*** Opening of SUPPLIED MATERIAL ***

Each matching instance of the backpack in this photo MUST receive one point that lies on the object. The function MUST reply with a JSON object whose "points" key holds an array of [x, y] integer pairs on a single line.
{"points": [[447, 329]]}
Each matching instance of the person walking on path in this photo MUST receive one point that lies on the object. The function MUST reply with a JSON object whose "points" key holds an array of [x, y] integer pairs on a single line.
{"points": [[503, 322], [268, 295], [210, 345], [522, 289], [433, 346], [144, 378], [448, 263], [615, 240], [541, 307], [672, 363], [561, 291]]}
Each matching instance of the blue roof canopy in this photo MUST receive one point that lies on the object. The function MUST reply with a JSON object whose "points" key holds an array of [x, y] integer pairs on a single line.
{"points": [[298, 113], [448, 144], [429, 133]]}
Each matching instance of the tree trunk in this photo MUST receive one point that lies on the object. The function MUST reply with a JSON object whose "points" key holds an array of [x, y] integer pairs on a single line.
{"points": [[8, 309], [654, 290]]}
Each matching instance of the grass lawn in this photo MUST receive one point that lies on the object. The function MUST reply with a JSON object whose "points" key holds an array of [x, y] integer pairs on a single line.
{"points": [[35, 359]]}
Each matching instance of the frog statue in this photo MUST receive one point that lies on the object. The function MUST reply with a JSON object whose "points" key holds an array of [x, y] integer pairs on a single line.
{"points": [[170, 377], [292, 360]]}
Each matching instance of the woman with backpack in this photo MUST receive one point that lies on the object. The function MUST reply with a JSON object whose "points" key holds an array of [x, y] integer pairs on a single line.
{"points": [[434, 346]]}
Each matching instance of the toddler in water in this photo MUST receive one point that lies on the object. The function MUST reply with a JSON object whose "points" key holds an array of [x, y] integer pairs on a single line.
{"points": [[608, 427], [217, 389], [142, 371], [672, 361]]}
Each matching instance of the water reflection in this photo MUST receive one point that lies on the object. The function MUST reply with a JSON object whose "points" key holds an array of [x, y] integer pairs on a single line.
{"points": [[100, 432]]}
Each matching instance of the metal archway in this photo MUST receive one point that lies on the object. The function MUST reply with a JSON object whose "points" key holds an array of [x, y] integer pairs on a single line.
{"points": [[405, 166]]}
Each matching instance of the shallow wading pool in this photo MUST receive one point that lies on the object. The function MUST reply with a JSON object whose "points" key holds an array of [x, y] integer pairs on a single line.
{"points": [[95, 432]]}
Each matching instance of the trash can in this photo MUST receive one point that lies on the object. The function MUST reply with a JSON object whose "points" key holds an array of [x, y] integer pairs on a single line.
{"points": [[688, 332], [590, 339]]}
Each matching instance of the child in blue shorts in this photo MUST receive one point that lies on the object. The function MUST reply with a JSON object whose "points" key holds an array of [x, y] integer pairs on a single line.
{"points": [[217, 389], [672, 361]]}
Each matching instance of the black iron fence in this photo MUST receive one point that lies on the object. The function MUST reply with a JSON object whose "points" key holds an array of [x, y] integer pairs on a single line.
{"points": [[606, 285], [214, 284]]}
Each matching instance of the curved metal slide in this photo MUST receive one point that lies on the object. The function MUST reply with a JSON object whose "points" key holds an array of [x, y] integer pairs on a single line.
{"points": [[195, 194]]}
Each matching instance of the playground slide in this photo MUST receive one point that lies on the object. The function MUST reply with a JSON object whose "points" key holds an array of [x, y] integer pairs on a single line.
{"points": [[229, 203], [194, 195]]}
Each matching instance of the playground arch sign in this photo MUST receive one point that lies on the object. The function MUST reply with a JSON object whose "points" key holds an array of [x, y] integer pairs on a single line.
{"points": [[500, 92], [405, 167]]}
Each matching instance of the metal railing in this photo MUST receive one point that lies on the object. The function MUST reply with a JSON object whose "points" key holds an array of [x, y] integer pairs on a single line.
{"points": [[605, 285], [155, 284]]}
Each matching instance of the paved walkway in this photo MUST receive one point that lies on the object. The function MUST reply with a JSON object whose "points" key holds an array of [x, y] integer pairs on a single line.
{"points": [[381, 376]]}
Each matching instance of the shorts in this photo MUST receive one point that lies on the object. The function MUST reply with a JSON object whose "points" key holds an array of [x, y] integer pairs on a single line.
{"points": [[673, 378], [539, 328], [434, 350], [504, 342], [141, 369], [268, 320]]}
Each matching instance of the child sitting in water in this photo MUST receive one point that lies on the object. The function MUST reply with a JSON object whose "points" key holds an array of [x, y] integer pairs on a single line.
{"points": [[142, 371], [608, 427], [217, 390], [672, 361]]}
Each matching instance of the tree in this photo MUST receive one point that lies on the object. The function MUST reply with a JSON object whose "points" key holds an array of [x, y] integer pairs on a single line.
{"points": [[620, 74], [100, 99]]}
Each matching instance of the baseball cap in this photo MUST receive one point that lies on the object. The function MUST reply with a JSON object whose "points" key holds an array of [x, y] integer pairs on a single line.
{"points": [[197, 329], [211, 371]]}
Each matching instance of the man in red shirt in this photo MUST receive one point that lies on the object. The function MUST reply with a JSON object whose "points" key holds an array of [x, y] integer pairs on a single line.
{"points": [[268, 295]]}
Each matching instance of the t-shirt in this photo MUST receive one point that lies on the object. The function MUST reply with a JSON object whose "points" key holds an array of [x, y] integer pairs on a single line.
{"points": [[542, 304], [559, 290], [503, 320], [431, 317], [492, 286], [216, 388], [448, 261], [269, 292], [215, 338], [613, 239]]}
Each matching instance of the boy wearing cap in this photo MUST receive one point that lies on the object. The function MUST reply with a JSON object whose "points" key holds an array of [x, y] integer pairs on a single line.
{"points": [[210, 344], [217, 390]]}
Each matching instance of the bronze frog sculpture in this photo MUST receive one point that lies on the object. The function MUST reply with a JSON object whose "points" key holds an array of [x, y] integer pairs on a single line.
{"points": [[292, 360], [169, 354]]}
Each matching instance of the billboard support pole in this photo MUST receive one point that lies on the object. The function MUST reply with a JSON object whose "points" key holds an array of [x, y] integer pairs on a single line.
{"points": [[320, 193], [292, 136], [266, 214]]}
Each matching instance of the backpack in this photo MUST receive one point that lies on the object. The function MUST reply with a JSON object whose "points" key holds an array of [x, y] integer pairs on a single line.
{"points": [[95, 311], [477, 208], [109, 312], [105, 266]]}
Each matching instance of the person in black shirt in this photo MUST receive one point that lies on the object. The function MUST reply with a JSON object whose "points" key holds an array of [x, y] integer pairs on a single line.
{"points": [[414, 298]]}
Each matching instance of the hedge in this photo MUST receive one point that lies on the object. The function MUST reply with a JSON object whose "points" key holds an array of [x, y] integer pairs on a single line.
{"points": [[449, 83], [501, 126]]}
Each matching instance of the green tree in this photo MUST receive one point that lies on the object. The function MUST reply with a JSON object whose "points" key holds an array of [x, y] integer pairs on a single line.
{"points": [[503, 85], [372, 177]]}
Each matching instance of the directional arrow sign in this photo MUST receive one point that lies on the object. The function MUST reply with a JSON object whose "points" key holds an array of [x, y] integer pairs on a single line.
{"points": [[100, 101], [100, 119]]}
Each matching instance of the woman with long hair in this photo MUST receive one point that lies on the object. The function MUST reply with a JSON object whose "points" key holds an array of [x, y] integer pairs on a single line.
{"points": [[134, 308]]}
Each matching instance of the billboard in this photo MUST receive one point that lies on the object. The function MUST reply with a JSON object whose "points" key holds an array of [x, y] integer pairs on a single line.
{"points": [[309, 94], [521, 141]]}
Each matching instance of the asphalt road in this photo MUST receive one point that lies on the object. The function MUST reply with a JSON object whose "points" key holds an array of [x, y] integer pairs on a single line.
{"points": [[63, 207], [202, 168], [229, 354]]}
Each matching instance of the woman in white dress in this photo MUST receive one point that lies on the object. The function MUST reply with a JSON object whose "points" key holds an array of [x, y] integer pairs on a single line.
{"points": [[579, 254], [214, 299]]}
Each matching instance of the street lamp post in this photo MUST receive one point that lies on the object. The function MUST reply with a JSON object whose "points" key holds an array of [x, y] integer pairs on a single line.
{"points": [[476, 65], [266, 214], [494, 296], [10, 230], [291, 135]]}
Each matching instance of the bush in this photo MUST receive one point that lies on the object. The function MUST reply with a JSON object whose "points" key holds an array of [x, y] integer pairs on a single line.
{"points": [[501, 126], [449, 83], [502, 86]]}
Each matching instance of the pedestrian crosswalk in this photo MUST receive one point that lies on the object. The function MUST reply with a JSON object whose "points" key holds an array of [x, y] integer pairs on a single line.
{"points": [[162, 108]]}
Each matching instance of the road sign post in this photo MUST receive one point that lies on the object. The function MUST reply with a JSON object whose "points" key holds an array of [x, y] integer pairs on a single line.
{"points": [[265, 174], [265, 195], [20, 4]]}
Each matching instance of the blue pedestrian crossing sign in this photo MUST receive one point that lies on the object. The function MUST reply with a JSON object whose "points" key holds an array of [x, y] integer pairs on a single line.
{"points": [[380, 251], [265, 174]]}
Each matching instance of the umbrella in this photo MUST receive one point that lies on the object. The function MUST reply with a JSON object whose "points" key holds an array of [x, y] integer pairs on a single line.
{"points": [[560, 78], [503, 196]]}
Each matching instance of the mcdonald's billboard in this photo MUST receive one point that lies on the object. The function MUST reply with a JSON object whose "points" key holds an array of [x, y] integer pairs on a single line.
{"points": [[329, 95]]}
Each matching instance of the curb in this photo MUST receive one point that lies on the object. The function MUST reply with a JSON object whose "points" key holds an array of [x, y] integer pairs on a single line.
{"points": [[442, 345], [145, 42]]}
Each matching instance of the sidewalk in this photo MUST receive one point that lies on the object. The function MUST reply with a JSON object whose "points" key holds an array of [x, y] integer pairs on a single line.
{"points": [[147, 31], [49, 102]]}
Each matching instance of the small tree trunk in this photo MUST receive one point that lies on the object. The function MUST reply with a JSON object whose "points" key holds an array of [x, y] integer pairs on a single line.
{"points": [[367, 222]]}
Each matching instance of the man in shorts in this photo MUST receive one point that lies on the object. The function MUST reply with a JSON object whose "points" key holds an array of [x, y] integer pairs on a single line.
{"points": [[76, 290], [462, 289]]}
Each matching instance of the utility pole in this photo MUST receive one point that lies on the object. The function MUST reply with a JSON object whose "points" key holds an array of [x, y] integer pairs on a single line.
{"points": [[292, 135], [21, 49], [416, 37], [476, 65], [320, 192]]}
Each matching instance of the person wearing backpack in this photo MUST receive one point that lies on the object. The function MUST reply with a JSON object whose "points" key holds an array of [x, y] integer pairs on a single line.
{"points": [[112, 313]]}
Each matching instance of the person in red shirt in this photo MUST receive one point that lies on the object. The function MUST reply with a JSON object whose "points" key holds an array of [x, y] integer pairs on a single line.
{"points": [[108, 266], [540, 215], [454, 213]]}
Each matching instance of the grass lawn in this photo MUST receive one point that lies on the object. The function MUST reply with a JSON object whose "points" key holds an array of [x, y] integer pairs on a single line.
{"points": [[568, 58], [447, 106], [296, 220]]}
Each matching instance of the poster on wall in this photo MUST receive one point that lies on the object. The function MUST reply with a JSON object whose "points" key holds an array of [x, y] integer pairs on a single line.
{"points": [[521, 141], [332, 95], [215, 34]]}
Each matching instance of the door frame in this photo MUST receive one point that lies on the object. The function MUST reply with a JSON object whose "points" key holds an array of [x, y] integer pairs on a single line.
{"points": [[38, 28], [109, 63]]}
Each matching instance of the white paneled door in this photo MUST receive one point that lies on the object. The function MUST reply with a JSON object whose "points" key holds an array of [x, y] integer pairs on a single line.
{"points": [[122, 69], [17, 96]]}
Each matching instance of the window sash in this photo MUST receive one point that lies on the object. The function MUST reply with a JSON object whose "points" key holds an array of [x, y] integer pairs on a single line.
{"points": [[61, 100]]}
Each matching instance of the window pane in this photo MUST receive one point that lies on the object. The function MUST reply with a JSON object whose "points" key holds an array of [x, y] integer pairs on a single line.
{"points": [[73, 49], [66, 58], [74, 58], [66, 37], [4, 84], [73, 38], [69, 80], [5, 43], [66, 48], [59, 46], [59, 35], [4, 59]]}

*** Close of SUPPLIED MATERIAL ***

● **TASK DESCRIPTION**
Your answer should hold only the lines from the one with "Each matching instance of the window sash" through the end of the listing above, both ends included, written out exactly.

● **WRITTEN RESPONSE**
Each matching instance of the window sash in this photo MUST receive one point that lies on the object. The function MUST reply with a JSON object whose "points" key holds an array of [x, y] integer pairs on a single line.
{"points": [[61, 100]]}
Each matching instance of the window pane in this photo MUST receive one point that lies on the object. The function MUST reply with a JSON object whose "points" key holds an array of [x, y] integer pairs on a single line.
{"points": [[73, 49], [66, 58], [74, 58], [66, 37], [4, 84], [73, 38], [69, 80], [5, 43], [66, 48], [59, 46], [59, 35], [4, 59]]}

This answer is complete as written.